| Exercise passage |
=== Section Start ===

TMC Orders Midnight-to-4 A.M. Shutdown as Fatigue-Related Crashes Rise
- jboe43
- Nov 23
- 1 min read
Updated: Nov 23

TMC has allegedly instructed its drivers to shut down between 12 a.m. and 4 a.m., a move driven by a spike in pre-dawn accidents linked to fatigue and reduced visibility. According to internal driver communications circulating online, night dispatch is now reminding drivers to stop rolling before the most dangerous hours of the night, when alertness drops sharply and crash severity climbs. The directive reflects a growing recognition in the industry that pushing through the early-morning window is one of the highest-risk behaviors for commercial drivers.
The decision is backed by long-established research on sleep deprivation and circadian rhythm crashes. Studies show that driving while fatigued can mirror the reaction-time impairment of driving drunk, and the hours between 1 a.m. and 4 a.m. are statistically the deadliest for fatigue-related wrecks. During this period, the human body enters its deepest biological “low,” slowing reflexes, reducing awareness, and increasing the likelihood of lane drift, missed hazards, and micro-sleep episodes. TMC’s shutdown mandate aims to break that cycle, forcing drivers off the road when the body is most vulnerable and reducing the chances of catastrophic overnight crashes.

=== Section End ===

| Data listing |
=== Section Start ===

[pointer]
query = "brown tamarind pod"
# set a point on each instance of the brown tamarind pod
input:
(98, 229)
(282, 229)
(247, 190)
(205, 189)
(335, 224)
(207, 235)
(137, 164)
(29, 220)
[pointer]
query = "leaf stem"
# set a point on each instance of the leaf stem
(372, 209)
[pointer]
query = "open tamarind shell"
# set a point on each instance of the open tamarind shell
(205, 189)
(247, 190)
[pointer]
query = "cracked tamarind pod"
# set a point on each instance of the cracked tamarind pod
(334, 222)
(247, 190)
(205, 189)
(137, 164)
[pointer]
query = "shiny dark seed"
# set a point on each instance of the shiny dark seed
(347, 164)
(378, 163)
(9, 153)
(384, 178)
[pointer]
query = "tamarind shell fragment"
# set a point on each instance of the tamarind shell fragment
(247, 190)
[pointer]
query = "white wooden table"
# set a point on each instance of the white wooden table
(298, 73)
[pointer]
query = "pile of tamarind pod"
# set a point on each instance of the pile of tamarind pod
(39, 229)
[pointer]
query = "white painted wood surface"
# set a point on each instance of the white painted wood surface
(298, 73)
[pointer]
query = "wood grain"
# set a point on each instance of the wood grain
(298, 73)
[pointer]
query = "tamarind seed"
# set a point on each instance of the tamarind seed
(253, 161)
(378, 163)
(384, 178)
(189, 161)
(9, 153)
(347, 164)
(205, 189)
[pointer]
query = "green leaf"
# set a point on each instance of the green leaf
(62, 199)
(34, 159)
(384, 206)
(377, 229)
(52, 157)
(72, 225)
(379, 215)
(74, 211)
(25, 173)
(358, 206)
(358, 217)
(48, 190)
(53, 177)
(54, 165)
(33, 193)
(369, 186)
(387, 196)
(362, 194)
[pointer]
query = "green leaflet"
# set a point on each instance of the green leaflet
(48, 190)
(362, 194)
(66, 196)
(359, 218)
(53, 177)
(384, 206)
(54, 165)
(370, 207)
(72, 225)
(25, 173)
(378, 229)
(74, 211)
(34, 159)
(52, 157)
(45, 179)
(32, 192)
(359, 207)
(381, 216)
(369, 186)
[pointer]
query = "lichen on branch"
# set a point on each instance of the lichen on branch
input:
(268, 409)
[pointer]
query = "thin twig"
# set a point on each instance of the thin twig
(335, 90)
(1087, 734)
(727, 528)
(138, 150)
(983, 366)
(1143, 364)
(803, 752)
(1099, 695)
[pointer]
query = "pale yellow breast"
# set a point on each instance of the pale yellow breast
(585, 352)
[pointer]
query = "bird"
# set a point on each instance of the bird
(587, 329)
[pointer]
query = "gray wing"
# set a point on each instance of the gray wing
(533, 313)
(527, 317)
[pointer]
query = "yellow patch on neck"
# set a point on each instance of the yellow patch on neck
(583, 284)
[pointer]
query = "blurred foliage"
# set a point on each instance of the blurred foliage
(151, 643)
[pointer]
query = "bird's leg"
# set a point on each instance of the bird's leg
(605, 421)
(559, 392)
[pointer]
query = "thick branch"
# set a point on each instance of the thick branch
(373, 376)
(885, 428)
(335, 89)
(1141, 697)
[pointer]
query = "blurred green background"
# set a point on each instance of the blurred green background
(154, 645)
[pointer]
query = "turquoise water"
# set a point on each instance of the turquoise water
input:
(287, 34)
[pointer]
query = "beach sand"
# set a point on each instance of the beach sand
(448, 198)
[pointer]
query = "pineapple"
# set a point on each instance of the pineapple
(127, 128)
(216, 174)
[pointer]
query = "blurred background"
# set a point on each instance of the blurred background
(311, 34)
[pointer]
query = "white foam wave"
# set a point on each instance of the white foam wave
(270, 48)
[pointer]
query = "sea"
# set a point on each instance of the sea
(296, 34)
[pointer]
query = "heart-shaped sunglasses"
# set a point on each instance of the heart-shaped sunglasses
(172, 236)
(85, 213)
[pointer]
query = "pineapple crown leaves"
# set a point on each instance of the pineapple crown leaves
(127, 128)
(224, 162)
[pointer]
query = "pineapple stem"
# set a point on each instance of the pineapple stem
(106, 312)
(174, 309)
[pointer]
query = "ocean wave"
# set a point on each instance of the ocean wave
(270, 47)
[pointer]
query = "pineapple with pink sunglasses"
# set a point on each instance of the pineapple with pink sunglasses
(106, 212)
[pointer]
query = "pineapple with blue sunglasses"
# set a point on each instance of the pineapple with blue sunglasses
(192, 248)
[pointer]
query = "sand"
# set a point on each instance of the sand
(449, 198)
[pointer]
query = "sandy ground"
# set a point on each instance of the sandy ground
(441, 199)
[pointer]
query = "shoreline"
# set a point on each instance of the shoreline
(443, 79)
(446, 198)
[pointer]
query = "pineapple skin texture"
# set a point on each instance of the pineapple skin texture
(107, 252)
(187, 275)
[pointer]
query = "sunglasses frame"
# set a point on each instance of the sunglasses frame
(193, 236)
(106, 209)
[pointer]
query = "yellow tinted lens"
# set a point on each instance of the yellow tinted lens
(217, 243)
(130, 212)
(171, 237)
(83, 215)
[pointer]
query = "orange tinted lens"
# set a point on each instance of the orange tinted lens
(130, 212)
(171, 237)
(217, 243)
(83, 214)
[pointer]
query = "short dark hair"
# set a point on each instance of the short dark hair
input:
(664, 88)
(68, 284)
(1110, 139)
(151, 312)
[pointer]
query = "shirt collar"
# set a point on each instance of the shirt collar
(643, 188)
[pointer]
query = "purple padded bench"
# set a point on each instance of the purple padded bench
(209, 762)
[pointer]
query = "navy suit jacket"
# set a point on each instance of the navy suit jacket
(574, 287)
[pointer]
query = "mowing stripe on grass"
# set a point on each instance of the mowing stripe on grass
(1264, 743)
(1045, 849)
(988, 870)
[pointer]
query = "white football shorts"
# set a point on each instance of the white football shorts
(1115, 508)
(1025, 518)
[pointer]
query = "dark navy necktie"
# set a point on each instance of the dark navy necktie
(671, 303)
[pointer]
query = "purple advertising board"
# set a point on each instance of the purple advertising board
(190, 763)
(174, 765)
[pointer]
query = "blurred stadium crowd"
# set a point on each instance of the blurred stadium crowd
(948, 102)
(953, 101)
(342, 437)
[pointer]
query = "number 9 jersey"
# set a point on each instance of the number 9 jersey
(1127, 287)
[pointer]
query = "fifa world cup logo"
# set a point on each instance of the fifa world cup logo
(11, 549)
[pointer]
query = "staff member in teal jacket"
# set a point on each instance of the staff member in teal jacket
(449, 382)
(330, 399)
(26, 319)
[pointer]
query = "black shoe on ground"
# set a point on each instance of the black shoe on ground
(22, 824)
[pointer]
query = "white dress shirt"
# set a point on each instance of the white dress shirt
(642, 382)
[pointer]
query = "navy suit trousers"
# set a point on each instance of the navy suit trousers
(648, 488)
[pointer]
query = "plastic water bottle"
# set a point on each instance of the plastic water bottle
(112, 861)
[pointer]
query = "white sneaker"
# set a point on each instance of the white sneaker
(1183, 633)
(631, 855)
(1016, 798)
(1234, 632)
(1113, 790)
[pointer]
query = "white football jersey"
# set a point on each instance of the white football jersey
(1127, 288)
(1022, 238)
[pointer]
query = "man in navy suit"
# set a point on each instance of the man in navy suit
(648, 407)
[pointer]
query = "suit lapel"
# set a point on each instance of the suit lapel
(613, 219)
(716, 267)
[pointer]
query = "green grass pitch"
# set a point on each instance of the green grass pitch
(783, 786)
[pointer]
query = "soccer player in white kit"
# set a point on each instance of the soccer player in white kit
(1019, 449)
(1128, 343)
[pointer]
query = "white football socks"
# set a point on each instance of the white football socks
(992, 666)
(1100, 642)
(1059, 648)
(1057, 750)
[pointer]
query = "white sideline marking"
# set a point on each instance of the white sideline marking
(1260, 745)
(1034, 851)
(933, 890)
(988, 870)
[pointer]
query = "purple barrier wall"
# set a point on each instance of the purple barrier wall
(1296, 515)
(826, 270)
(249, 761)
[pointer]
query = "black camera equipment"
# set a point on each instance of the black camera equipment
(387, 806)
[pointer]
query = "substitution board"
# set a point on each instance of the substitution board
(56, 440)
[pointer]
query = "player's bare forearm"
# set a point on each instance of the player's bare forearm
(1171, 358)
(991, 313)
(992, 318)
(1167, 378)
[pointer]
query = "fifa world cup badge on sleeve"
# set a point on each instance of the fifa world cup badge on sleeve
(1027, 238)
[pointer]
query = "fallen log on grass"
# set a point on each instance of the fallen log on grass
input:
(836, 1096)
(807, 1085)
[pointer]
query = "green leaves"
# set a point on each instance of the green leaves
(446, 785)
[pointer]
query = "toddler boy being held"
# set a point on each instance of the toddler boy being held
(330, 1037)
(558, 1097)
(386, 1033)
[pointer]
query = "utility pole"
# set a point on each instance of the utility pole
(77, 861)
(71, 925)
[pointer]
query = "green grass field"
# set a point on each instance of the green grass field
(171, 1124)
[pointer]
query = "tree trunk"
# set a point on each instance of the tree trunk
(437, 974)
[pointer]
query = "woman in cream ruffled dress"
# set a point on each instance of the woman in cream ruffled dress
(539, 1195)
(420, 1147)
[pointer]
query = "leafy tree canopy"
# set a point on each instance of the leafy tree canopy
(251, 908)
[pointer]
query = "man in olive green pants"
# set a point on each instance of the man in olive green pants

=== Section End ===

| Problem set |
**1)** Answer from the TMC shutdown article:
(a) Between which hours has TMC allegedly instructed its drivers to shut down?
(b) Which hours are statistically the deadliest for fatigue-related wrecks?
(c) What kind of impairment can fatigued driving mirror?
**2)** Using the TMC shutdown article, explain in one to three sentences why the mandate keeps drivers off the road during the early-morning hours.

| Solutions below |
**1)**
(a) Between 12 a.m. and 4 a.m.
(b) The hours between 1 a.m. and 4 a.m.
(c) The reaction-time impairment of driving drunk.

**2)** During these hours the body enters its deepest biological "low." Reflexes slow, awareness drops, and lane drift, missed hazards and micro-sleep episodes become more likely, which makes this window statistically the deadliest for fatigue-related wrecks. The shutdown forces drivers off the road when the body is most vulnerable, reducing the chances of catastrophic overnight crashes.